- [WRITTEN PROBLEM]:
Keep the pictures out of the copy and print all the entries below exactly.

- [SUPPLIED ENTRIES]:

## Begin

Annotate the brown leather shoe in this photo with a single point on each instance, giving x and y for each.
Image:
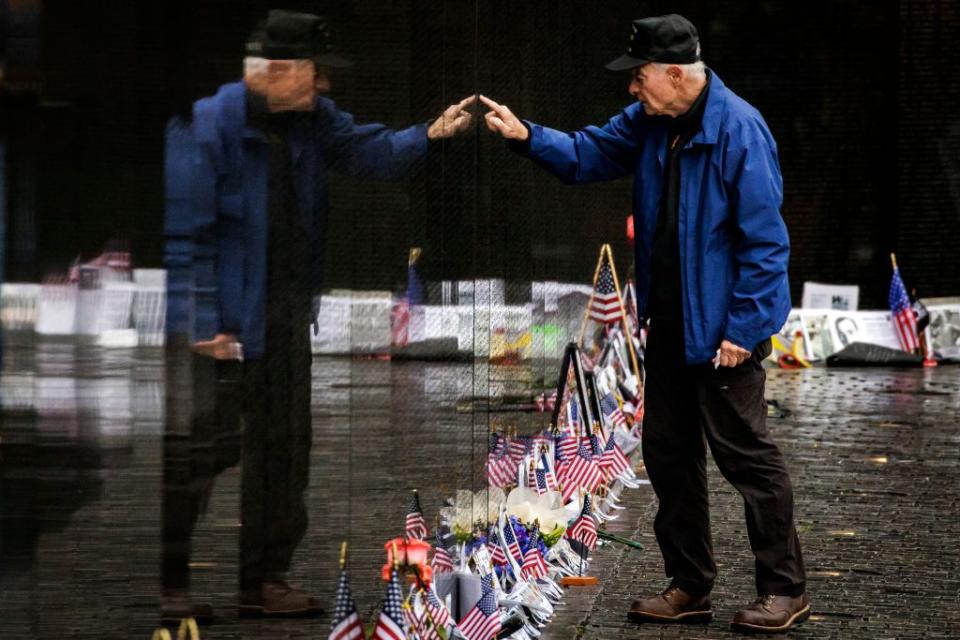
(673, 605)
(277, 599)
(772, 614)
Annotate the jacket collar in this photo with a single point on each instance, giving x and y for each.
(713, 113)
(235, 119)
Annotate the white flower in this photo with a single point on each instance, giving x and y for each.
(527, 506)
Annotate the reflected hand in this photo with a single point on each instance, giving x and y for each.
(501, 120)
(730, 355)
(455, 119)
(224, 346)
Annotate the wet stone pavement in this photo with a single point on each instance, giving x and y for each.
(874, 456)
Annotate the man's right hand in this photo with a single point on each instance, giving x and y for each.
(224, 346)
(501, 120)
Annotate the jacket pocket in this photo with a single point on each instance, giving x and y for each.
(231, 205)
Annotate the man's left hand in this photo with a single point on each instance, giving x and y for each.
(730, 355)
(455, 119)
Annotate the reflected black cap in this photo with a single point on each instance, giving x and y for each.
(287, 35)
(672, 39)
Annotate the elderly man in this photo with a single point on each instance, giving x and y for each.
(711, 264)
(246, 212)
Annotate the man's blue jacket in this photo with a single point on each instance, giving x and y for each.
(733, 242)
(216, 193)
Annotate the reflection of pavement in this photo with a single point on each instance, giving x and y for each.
(875, 461)
(409, 428)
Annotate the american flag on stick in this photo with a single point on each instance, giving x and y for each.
(583, 472)
(439, 617)
(391, 625)
(510, 540)
(605, 303)
(613, 461)
(610, 408)
(904, 320)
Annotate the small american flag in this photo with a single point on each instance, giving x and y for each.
(585, 528)
(346, 623)
(439, 613)
(416, 528)
(610, 408)
(613, 462)
(583, 472)
(391, 624)
(510, 539)
(497, 556)
(517, 448)
(442, 561)
(605, 304)
(483, 620)
(904, 320)
(534, 566)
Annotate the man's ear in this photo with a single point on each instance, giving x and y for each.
(675, 73)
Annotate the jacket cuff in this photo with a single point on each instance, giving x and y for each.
(523, 147)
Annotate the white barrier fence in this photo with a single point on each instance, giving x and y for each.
(132, 313)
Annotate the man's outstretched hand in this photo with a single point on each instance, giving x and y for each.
(730, 355)
(501, 120)
(455, 119)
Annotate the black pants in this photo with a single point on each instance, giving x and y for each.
(202, 438)
(727, 406)
(276, 454)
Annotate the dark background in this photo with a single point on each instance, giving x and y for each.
(861, 97)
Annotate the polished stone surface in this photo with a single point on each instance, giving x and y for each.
(874, 454)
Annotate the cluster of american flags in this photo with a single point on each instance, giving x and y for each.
(576, 459)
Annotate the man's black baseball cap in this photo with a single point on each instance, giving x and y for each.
(287, 35)
(672, 39)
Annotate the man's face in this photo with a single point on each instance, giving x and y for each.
(656, 88)
(289, 85)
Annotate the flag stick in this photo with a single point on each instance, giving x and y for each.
(623, 313)
(593, 292)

## End

- [FINAL ANSWER]:
Annotate the brown leather shoe in this photo with a single point on each instance, giving x and y for each.
Image:
(673, 605)
(277, 599)
(772, 614)
Annotate the jacket collar in this photo with a single point on each instance, giving x and y for each.
(713, 113)
(235, 119)
Annotate the white flower in this photo with a single point on each instance, giving x and y for each.
(527, 506)
Annotate the reflected hand in this photo with a single point on each instance, giving x and y for each.
(501, 120)
(730, 355)
(455, 119)
(224, 346)
Annotate the wet stone pavement in this photo with a single point on each instance, giving x and y for each.
(874, 456)
Annotate the man's right hand in this photo with a single point on each instance, giving x and y for each.
(224, 346)
(501, 120)
Annotate the jacket pocket in this photo with a single point on each instance, giving x and y for each.
(231, 205)
Annotate the man's left hand in this photo with a single point on each instance, giving x and y for each.
(730, 355)
(455, 119)
Annotate the reflected black cap in this photo with a single point on each instance, giving x and y for each.
(287, 35)
(672, 39)
Annotate the elderly man in this photo with a single point on each instance, giving x and y for each.
(711, 264)
(246, 212)
Annotate the man's blue jacket in this photo with a single point on each instance, giving x and y for each.
(733, 242)
(216, 193)
Annotate the reflection of pavement in this photo with a single point on each instance, giving x and y for each.
(875, 461)
(409, 428)
Annotate the american flag on stick in this photo with a single point on each instance, giving x and y for each.
(583, 472)
(439, 617)
(391, 625)
(510, 540)
(605, 303)
(613, 461)
(610, 408)
(904, 320)
Annotate the small american flag in this photo with a single point on each instance, giving x and y for each.
(585, 528)
(346, 623)
(439, 613)
(416, 528)
(610, 408)
(613, 462)
(583, 472)
(391, 624)
(510, 539)
(497, 556)
(517, 448)
(442, 561)
(605, 304)
(483, 620)
(904, 320)
(534, 566)
Annotate the man's ear in this photo with a single point on each instance, giving x and y for each.
(675, 73)
Annotate the jacket cuff in this photo with a single point on each instance, giving x and y for each.
(523, 147)
Annotate the white barrier fence in this photo with a single point on each instance, giving x and y for each.
(132, 313)
Annotate the man's outstretched hand in this photo with a single point on each instance, giving x and y for each.
(730, 355)
(501, 120)
(455, 119)
Annotate the black pants in this photo with a single point on each instance, giving x and y for each.
(202, 438)
(727, 406)
(276, 454)
Annotate the dark background in this photo with a single point on each instance, giving x and y for each.
(861, 97)
Annotate the polished stone surface in this photo with a single point on each instance, giving x and y for each.
(874, 454)
Annotate the cluster of american flags in this photo with a single point on each instance, giving x and y for each.
(576, 459)
Annotate the man's black baseball cap in this photo with a single point on each instance, giving x and y for each.
(287, 35)
(672, 39)
Annotate the man's face in this photo with a single point on each instance, giving x and y for each.
(656, 88)
(289, 85)
Annotate the flag stick in this photo with a single point on each instance, giving x and y for each.
(623, 313)
(593, 292)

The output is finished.